Problem requirements |
Pick up the passage on the legality of platforms disclosing users' IP attribution information where it stops, and write what comes next.

Selected excerpt |
Of course, this is not the end of the controversy. The question that remains to be explored is, what is the basis for the legality of these internet platforms revealing users’ IP attribution information? Does this data processing comply with Article 13 of China’s PIPL? The answers to these questions are crucial, as they will determine whether this processing by these platforms is legally permissible and will ultimately affect whether the platforms will be held liable for it. From another perspective, the lawful basis clause for the processing of information on platforms can be seen as an important window into how legislators have balanced the interests and values of platform regulation and personal information protection. However, the answers to these questions are not obvious and require in-depth and careful further analysis in the context of recent Chinese legislation.

NOTES

1User only needs to post online in Chinese: “I only use Chinese toothpaste for clean brushing and only use 5 g each time [我牙膏只用中华为的是刷的干净,而且每次只用5 g就行了]”. Due to Chinese language conventions, this post contains the words “Huawei [华为]” and “5G”. As the system has set these two words as the trigger for automatic comments by bots, these bots have automatically followed up with comments attacking Huawei and 5G.

2Yu v Beijing Kuche Yimei Network Technology Co., Ltd. (2021) Yue 0192 Min Chu No. 928.

3At the time the VIN case was brought to court, China’s PIPL was not yet in force. Therefore, the parties invoked the relevant provisions of the Civil Code rather than the PIPL and the court’s decision was based on the Civil Code.

4Ling v Beijing Weibao Vision Technology Co Ltd. (2019) Jing 0491 Min Chu No. 6694.

5YS (C-141/12) v Minister voor Immigratie, Integratie en Asiel, and Minister voor Immigratie, Integratie en Asiel (C-372/12) v M,S. in Joined Cases C-141/12 and C-372/12, ECLI:EU:C:2014: 2081, Judgment of 17 July 2014.

6Ibid, para. 39, 45.

7Patrick Breyer v Bundesrepublik Deutschland, Case C-582/14, ECLI:EU:C:2016:779, Judgment of 19 October 2016.

Supplied records |
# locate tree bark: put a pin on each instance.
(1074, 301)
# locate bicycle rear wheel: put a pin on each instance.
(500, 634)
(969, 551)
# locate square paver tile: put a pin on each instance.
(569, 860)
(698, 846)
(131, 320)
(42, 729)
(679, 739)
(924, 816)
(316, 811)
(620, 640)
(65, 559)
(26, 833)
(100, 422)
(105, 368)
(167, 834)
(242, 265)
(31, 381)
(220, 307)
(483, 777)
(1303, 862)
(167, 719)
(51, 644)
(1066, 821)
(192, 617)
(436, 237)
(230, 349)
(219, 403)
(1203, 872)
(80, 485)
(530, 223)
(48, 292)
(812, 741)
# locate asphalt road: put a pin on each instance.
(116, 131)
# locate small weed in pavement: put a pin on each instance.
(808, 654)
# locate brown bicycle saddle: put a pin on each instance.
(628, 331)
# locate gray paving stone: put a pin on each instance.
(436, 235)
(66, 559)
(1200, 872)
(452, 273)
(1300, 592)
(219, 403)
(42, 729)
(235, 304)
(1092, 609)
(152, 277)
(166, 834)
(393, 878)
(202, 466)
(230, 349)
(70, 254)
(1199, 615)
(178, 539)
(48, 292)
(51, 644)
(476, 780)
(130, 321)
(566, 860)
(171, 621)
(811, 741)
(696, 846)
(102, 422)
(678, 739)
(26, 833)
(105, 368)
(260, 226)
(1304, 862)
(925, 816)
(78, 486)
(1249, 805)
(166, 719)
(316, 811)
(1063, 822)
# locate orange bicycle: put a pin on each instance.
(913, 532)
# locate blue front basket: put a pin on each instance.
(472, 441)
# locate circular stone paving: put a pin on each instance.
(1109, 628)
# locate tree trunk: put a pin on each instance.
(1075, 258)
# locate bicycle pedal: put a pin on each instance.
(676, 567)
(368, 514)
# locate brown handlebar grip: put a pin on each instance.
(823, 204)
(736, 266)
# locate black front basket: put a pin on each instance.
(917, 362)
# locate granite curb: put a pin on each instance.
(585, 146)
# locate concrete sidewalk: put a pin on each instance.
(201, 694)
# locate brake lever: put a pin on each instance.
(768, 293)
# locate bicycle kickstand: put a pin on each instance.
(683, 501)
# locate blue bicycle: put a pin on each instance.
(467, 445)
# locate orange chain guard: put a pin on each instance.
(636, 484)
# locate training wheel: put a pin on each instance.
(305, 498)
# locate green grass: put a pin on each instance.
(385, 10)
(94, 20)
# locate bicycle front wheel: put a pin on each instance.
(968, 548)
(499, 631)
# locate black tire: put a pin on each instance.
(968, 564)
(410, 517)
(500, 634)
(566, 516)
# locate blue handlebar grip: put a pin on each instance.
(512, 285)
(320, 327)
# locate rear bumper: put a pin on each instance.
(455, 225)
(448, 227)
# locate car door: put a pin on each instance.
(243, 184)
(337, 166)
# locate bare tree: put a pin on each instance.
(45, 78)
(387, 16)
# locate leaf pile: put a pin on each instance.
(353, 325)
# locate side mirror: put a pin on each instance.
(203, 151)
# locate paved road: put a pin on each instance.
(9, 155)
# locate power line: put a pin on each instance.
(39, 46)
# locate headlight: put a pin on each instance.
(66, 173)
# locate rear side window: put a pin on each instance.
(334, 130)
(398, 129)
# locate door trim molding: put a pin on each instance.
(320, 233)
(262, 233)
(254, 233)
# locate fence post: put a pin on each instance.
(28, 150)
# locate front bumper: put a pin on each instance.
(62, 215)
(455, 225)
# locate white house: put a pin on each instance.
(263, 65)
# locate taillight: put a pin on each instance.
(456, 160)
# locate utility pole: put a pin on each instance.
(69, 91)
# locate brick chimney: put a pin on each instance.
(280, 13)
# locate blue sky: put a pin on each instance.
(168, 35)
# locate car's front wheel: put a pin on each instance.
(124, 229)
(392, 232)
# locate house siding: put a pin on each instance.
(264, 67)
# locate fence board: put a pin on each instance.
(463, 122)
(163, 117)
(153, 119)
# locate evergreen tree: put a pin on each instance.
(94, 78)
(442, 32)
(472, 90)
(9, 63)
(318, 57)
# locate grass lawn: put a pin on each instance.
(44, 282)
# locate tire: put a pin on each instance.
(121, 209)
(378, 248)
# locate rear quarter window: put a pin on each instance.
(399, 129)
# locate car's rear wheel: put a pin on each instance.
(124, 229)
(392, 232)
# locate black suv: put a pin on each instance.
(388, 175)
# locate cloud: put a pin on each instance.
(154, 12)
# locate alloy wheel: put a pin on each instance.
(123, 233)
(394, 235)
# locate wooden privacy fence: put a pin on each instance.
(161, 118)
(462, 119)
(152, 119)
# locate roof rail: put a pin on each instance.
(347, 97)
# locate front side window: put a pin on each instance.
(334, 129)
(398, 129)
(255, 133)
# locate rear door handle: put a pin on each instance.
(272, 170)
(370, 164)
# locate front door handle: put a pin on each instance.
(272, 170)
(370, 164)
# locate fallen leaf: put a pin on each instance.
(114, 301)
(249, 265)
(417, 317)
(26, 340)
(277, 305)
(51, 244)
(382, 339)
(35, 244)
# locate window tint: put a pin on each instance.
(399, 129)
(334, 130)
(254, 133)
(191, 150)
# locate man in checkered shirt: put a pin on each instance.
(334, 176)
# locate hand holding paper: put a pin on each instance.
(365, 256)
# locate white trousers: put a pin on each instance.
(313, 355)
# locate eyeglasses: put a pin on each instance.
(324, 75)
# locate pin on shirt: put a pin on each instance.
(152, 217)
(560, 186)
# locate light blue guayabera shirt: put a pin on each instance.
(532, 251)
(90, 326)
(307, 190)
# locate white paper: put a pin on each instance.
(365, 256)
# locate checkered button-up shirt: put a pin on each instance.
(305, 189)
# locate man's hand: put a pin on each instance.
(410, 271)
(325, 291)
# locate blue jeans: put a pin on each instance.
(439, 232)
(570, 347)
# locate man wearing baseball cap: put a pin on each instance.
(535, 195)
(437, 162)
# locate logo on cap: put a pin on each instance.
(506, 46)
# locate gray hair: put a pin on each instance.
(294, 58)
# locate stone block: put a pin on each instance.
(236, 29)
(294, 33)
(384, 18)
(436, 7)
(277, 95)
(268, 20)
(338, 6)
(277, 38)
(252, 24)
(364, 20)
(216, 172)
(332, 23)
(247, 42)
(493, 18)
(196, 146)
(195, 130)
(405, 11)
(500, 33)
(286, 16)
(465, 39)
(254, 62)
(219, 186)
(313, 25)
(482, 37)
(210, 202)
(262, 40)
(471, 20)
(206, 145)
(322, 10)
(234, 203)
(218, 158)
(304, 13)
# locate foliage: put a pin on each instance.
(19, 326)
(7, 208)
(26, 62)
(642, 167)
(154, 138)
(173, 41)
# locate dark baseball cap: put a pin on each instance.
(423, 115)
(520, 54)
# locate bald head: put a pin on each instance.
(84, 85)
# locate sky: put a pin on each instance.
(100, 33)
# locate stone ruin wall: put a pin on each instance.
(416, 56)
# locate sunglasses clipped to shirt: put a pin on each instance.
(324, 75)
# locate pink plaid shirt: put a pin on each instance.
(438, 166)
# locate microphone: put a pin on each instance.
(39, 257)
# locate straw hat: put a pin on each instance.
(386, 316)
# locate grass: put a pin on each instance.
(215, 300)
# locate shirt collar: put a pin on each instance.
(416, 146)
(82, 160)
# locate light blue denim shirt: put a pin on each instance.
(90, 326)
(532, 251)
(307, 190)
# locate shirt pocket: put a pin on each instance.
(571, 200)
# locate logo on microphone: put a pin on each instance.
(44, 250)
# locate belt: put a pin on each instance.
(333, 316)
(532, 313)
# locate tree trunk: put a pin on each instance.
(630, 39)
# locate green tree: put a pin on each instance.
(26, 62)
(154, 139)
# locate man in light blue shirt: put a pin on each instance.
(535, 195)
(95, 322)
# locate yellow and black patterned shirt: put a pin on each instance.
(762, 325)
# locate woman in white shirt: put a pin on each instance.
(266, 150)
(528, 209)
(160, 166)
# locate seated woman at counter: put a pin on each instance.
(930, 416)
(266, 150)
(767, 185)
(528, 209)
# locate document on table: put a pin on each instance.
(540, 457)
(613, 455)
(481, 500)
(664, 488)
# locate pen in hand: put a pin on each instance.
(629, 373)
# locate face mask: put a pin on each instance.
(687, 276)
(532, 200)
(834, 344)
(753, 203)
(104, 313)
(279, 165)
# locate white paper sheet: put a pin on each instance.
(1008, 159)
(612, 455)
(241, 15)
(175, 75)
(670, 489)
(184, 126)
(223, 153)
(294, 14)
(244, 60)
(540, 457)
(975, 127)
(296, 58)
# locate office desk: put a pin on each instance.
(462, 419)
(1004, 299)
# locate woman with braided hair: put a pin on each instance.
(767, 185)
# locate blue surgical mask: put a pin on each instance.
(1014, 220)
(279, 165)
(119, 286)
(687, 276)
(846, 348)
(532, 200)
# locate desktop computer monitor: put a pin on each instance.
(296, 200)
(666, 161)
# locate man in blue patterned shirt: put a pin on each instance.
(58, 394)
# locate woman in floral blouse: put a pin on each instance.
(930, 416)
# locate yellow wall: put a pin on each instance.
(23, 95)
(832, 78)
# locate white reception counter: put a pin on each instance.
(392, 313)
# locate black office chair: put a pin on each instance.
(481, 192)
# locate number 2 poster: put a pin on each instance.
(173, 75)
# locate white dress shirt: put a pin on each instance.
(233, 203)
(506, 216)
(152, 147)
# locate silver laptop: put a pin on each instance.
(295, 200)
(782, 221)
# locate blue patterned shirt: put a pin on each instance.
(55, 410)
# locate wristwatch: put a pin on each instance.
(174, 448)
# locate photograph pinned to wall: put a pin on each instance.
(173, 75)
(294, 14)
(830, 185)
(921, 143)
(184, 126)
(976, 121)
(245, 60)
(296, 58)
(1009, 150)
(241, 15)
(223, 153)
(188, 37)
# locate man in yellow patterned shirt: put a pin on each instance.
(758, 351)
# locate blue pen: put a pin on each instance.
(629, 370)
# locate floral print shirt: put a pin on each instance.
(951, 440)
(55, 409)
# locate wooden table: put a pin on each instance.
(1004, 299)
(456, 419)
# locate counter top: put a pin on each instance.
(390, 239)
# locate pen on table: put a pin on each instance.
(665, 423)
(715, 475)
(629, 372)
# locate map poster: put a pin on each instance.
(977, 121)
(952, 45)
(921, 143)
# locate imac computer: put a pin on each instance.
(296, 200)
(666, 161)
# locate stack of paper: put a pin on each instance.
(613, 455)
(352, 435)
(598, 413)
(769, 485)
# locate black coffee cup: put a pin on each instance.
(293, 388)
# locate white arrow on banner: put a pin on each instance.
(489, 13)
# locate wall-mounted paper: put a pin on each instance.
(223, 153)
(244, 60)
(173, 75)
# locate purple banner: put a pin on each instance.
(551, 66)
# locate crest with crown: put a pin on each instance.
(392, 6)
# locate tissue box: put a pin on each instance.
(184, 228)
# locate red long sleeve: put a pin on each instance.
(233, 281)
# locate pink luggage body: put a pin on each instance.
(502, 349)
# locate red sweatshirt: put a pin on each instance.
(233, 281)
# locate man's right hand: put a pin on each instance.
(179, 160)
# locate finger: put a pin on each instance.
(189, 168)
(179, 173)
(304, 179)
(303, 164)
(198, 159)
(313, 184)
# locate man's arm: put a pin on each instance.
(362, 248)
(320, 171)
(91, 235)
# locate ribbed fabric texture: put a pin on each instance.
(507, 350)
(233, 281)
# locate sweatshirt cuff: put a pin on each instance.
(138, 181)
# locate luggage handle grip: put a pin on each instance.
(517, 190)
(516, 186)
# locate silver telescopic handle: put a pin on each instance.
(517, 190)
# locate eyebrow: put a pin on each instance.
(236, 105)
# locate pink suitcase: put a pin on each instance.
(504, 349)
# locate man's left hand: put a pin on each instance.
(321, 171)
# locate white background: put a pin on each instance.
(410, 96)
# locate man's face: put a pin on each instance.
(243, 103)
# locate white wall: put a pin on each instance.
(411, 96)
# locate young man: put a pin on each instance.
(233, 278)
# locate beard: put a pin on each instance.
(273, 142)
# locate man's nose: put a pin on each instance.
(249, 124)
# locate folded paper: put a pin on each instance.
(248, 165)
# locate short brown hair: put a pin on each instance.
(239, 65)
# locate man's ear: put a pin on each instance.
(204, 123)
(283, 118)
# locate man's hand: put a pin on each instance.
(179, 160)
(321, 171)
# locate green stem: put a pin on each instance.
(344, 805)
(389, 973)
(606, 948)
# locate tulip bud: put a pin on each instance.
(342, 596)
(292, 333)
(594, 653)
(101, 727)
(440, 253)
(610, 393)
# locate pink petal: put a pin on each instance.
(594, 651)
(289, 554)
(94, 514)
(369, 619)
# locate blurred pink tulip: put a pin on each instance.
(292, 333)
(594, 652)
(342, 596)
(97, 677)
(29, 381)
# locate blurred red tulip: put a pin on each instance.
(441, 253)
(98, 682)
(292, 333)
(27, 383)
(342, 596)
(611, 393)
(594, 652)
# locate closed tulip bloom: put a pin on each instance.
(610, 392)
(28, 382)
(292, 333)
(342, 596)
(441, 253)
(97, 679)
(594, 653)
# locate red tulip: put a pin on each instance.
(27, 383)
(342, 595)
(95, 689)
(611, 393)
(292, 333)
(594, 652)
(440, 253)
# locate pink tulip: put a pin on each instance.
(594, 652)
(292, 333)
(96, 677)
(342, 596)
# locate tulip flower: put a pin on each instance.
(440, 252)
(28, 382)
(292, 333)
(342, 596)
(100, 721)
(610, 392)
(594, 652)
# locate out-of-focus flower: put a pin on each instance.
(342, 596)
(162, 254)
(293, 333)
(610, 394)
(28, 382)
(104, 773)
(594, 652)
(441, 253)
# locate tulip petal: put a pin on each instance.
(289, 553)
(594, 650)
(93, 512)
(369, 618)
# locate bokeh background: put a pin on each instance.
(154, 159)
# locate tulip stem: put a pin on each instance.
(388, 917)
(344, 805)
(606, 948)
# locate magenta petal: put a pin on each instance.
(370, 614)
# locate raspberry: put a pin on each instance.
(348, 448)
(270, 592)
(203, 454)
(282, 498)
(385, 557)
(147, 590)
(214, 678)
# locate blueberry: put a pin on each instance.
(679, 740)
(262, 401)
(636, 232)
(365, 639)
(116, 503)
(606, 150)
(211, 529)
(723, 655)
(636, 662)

Answer area |
8Peter Nowak v Data Protection Commissioner, Case C-434/16, ECLI:EU:C:2017:994, Judgment of 20 December 2017. The Irish Supreme Court referred the following question to the CJEU for a preliminary ruling: Can information recorded on answers given by candidates during professional examinations be considered personal data under Directive 95/46?

9Ibid, para. 30-34.

10If a company has a nationwide intranet, but employees use the IP of the head office when accessing the extranet, then eventually the IP attribution information presented to everyone in the company will be the head office’s IP attribution information.

11The mobile phone’s base station has a certain coverage area, and usually there are two or three different base stations in different directions at the same time where a mobile phone is located. If the signal strength of the two base stations is similar, the actual base station connected to the phone at the border of the two provinces may be constantly switching, and the IP attribution information displayed when posting may change between the two provinces.

12According to the Article 24 of the Cybersecurity Law of the People’s Republic of China (2017), Article 5 of the Provisions on the Administration of Account Names of Internet Users (2015), and Article 5 of the Provisions on the Administration of Internet Comments Posting Services (2017), Internet platform users are required to provide their real identity information when registering an account in the background and are free to choose whether to express themselves through anonymity when speaking publicly in the foreground.

13Yiwu Tianxiang Medical Oriental Hospital v 19th Floor Network Co., Ltd. (2018) Zhe 0782 Min Chu No. 9873.

Conflicts of Interest

The authors declare no conflicts of interest regarding the publication of this paper.